**THE TASK**
Produce a verbatim transcription of the records below, beginning at the line containing "compact form (382,208)." and ending at the final line; include only those lines.

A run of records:
——————
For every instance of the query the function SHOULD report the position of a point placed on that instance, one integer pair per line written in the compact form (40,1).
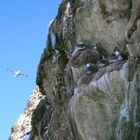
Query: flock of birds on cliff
(100,60)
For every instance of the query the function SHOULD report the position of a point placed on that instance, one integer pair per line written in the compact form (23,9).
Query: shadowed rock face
(102,105)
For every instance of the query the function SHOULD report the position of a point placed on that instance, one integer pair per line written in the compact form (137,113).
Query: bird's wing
(12,71)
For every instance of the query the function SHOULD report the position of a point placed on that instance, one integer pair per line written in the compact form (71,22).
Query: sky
(23,34)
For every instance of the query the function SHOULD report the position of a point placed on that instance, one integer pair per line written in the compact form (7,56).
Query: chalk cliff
(90,93)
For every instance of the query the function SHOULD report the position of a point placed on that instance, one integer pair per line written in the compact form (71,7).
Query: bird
(16,73)
(102,63)
(116,56)
(91,68)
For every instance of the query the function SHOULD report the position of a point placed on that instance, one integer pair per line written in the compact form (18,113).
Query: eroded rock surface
(99,105)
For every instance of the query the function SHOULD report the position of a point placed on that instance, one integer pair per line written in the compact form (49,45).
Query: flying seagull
(16,73)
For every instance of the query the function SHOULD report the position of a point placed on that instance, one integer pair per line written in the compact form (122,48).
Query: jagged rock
(103,105)
(23,127)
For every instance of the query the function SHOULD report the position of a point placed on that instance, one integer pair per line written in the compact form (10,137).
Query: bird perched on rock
(95,47)
(91,68)
(116,56)
(84,56)
(17,73)
(102,63)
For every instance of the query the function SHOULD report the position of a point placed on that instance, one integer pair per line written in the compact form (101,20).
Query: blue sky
(23,33)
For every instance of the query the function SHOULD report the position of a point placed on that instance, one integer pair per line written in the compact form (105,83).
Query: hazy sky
(23,33)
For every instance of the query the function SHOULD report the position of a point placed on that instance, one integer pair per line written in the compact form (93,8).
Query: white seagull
(17,73)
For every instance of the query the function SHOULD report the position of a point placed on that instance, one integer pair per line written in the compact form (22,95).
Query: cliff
(90,93)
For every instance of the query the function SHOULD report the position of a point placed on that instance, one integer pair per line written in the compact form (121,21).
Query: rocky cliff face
(91,94)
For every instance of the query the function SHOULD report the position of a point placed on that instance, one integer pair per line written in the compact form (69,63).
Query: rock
(103,104)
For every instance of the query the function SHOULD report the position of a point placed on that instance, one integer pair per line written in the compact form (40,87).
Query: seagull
(17,73)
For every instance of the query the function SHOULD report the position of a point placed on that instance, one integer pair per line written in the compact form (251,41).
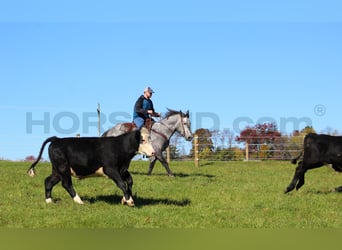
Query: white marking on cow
(129,202)
(98,173)
(78,200)
(48,200)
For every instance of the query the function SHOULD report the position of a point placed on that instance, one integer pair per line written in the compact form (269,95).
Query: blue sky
(230,63)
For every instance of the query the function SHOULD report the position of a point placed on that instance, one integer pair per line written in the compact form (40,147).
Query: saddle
(130,126)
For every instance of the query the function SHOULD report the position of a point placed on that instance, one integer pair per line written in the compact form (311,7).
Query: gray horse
(161,132)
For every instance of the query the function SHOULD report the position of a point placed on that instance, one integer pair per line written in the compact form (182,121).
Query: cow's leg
(114,174)
(298,178)
(129,181)
(163,162)
(67,184)
(152,163)
(127,177)
(50,182)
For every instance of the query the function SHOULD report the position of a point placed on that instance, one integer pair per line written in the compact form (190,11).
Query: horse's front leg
(152,163)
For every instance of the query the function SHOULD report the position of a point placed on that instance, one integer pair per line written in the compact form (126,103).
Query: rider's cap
(148,89)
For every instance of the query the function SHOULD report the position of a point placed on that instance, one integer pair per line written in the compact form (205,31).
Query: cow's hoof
(129,202)
(48,201)
(78,200)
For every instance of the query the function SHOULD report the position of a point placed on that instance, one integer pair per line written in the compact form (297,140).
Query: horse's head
(186,126)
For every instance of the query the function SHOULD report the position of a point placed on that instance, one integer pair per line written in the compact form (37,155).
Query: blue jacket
(141,106)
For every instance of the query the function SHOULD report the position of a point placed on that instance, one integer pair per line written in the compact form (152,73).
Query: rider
(143,108)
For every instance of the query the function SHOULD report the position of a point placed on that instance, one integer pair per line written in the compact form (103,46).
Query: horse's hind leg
(166,166)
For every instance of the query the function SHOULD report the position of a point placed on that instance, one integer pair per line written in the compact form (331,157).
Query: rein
(166,126)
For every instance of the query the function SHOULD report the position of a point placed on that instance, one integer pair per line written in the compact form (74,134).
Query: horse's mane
(171,112)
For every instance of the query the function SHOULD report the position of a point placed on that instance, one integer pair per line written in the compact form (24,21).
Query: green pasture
(214,195)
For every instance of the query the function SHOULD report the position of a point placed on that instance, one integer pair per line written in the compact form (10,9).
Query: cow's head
(145,146)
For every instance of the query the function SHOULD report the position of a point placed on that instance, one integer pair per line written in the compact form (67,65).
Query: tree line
(261,141)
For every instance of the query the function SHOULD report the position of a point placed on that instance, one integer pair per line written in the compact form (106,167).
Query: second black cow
(89,156)
(318,150)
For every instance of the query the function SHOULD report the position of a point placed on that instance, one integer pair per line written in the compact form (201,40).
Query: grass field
(215,195)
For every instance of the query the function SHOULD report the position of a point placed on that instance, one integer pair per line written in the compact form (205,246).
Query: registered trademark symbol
(320,110)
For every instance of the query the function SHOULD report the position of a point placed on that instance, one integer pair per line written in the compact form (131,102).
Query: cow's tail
(31,171)
(294,161)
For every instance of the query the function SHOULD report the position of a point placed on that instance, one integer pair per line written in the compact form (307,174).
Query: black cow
(94,156)
(318,150)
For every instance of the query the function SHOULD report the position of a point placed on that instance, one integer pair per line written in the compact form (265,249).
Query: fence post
(196,151)
(99,119)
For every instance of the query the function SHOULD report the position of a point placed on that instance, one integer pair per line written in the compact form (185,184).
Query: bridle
(171,130)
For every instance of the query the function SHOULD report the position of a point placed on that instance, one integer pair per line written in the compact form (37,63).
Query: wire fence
(284,150)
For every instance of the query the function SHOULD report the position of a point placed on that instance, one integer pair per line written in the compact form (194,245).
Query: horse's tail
(294,160)
(31,171)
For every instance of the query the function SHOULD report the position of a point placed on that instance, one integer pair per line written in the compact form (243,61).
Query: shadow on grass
(322,192)
(139,201)
(179,175)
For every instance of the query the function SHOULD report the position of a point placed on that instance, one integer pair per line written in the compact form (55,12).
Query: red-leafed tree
(266,133)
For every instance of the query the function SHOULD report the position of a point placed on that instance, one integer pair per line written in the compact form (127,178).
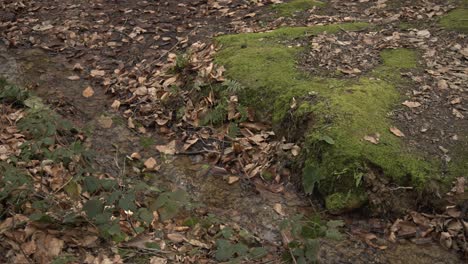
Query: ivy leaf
(127,202)
(91,184)
(327,139)
(257,252)
(145,215)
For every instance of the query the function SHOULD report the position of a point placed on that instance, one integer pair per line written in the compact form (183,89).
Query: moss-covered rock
(293,6)
(338,203)
(457,19)
(334,115)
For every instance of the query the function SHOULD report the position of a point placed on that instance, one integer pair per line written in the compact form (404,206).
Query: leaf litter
(146,86)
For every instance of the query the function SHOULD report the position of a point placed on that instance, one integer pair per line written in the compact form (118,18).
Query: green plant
(304,233)
(229,248)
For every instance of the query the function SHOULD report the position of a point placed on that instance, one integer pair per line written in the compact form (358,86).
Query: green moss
(343,112)
(339,203)
(291,7)
(267,67)
(456,19)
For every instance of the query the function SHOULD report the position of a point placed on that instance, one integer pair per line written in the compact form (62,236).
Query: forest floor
(126,135)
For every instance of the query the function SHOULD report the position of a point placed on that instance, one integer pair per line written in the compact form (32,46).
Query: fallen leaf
(442,84)
(411,104)
(97,73)
(176,237)
(105,121)
(374,139)
(233,179)
(135,155)
(158,260)
(88,92)
(169,149)
(456,100)
(116,104)
(197,243)
(397,132)
(295,150)
(73,78)
(457,114)
(150,163)
(279,209)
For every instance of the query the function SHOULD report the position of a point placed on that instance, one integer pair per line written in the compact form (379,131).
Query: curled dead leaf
(397,132)
(88,92)
(176,237)
(411,104)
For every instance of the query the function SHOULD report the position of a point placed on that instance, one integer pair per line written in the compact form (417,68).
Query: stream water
(242,203)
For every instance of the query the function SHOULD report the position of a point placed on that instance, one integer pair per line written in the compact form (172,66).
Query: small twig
(292,255)
(401,187)
(347,33)
(169,50)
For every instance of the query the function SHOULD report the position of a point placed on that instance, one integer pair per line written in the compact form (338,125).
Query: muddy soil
(45,69)
(241,203)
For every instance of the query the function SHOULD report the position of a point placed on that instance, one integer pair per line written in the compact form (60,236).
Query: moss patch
(343,112)
(457,19)
(338,203)
(291,7)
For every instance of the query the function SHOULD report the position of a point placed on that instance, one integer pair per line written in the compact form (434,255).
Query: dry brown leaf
(169,149)
(295,150)
(411,104)
(374,139)
(105,121)
(135,155)
(198,243)
(233,179)
(397,132)
(457,114)
(88,92)
(73,78)
(279,209)
(116,104)
(48,247)
(176,237)
(97,73)
(158,260)
(150,163)
(442,84)
(456,101)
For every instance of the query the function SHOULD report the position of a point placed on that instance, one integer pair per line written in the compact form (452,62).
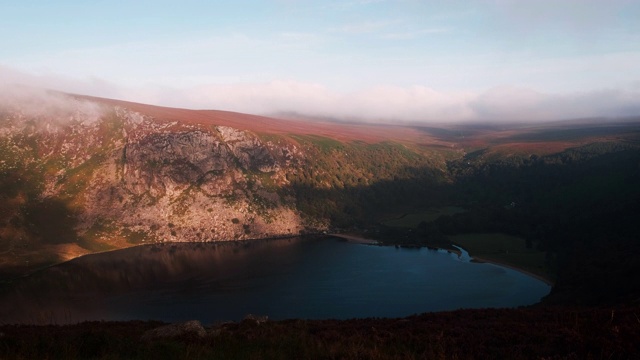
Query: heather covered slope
(81,175)
(533,333)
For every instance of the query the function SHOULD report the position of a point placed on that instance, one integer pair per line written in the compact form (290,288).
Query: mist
(381,104)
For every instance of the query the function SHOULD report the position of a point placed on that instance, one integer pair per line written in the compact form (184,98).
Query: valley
(91,175)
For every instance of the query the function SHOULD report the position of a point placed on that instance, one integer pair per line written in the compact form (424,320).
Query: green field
(504,249)
(412,220)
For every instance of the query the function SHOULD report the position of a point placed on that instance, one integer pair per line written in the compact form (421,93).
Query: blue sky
(373,60)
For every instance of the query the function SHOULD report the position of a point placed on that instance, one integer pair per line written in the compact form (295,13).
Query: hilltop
(83,174)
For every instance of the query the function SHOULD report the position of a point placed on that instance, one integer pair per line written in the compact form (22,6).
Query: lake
(310,278)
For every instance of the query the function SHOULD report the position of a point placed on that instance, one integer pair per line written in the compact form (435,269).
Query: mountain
(81,174)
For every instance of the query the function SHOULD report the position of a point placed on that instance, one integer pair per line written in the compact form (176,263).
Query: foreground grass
(504,249)
(531,333)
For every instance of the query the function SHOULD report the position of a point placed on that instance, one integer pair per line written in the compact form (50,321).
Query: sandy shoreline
(355,239)
(360,240)
(529,273)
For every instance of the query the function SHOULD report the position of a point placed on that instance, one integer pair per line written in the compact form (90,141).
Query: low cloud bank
(377,104)
(31,100)
(415,104)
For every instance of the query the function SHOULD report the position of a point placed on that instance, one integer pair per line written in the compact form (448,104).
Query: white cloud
(382,103)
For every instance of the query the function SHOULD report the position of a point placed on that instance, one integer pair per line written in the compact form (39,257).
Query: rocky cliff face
(118,177)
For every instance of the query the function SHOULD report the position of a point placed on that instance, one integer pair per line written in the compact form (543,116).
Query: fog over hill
(380,104)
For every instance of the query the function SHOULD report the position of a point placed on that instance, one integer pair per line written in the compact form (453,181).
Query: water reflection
(286,278)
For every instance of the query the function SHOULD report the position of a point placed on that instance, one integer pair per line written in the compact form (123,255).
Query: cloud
(383,103)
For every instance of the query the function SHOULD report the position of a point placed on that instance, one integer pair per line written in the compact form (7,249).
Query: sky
(370,60)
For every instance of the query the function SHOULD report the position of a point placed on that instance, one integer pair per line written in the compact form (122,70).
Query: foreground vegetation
(531,333)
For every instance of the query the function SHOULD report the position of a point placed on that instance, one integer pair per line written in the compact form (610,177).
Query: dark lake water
(285,278)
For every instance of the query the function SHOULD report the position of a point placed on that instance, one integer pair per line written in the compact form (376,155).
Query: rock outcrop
(127,178)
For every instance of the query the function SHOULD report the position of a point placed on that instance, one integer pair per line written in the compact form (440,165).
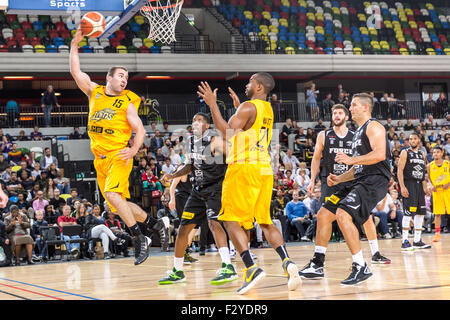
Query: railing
(71,116)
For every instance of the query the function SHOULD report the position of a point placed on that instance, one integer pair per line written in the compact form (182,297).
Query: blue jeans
(71,246)
(63,189)
(47,115)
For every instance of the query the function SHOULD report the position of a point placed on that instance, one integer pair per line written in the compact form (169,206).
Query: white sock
(320,249)
(405,225)
(358,258)
(178,263)
(225,255)
(418,221)
(373,246)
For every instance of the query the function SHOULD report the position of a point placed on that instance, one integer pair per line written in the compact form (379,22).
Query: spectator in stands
(319,126)
(67,220)
(47,102)
(290,161)
(35,135)
(442,105)
(165,150)
(156,142)
(15,155)
(327,104)
(144,110)
(115,226)
(3,163)
(40,203)
(430,124)
(429,106)
(26,181)
(167,167)
(383,209)
(5,245)
(12,112)
(76,134)
(62,183)
(47,159)
(408,126)
(40,247)
(297,214)
(5,146)
(278,108)
(311,101)
(13,186)
(16,224)
(73,196)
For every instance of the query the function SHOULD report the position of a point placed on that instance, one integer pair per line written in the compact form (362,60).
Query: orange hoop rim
(150,8)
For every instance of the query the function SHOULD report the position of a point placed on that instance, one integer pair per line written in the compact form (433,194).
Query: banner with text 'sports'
(65,7)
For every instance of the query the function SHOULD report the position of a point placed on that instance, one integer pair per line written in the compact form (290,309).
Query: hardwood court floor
(422,274)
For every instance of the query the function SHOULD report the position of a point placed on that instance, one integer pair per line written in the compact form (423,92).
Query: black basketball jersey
(184,187)
(415,167)
(361,146)
(332,145)
(207,169)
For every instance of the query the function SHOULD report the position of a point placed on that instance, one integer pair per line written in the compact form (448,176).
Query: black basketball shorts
(415,203)
(360,198)
(203,203)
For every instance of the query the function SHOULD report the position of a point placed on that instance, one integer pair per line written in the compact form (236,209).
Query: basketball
(93,24)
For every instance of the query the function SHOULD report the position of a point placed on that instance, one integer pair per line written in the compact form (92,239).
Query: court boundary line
(60,291)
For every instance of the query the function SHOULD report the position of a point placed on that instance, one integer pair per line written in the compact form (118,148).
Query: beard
(338,124)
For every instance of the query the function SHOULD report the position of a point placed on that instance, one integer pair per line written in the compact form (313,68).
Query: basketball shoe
(291,271)
(141,249)
(421,245)
(224,275)
(173,276)
(251,277)
(358,274)
(312,271)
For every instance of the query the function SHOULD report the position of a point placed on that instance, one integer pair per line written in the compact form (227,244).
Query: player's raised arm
(237,122)
(315,163)
(82,79)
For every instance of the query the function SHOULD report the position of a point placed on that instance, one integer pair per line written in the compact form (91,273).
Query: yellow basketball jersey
(252,146)
(108,125)
(440,176)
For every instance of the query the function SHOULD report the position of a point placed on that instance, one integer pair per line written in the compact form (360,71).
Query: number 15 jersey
(252,146)
(108,125)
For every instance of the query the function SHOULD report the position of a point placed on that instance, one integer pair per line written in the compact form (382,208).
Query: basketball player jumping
(247,188)
(112,117)
(371,174)
(207,164)
(439,176)
(329,143)
(411,177)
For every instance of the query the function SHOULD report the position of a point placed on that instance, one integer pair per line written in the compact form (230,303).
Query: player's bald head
(266,80)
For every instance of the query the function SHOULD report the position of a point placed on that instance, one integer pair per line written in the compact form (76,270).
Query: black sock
(135,231)
(247,258)
(282,252)
(150,221)
(318,259)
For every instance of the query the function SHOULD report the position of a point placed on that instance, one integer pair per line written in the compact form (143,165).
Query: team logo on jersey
(105,114)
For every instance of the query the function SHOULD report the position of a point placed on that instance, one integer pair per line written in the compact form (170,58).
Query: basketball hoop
(162,16)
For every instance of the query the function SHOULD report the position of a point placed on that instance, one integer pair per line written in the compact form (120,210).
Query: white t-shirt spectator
(293,159)
(387,205)
(168,169)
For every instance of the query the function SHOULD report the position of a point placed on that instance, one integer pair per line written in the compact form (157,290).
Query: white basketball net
(162,16)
——————
**RESULT OF THIS TASK**
For every instance of the query the function SHOULD report the position of a point placed on that instance, one integer pair per line written in the compact form (382,208).
Query: basketball player jumping
(247,188)
(112,117)
(371,174)
(207,164)
(439,176)
(329,143)
(411,177)
For every instance of the query the function SHOULD report the position of a point placed on that instance, one integer pair per line written in the compact form (230,303).
Query: player's bald head
(266,80)
For every instance of the query the function SHOULD report the position of a point placed on that instance, one integer pair per line written in the compact form (76,270).
Query: black sock
(135,231)
(247,258)
(282,252)
(150,221)
(318,259)
For every instance of the query the function SHOULD report the position of a point placed on that instance, one integer pair per line written in the compact form (143,165).
Query: team logo on jersey
(105,114)
For every instance of the query the function SHOULD report the position of a point placed on that instance, one integer pair per line written in the compact form (170,58).
Query: basketball hoop
(162,16)
For every instance of the query the function SHOULD report the position of a point placed on that instance, one integer pair per line written in the compact form (120,210).
Query: white t-shirt spectator
(293,159)
(387,205)
(168,169)
For every instance of the query the function SHOULD report the position of a point placed on that instance, one integer pair per line written in the compact form (157,290).
Query: white basketball net
(162,16)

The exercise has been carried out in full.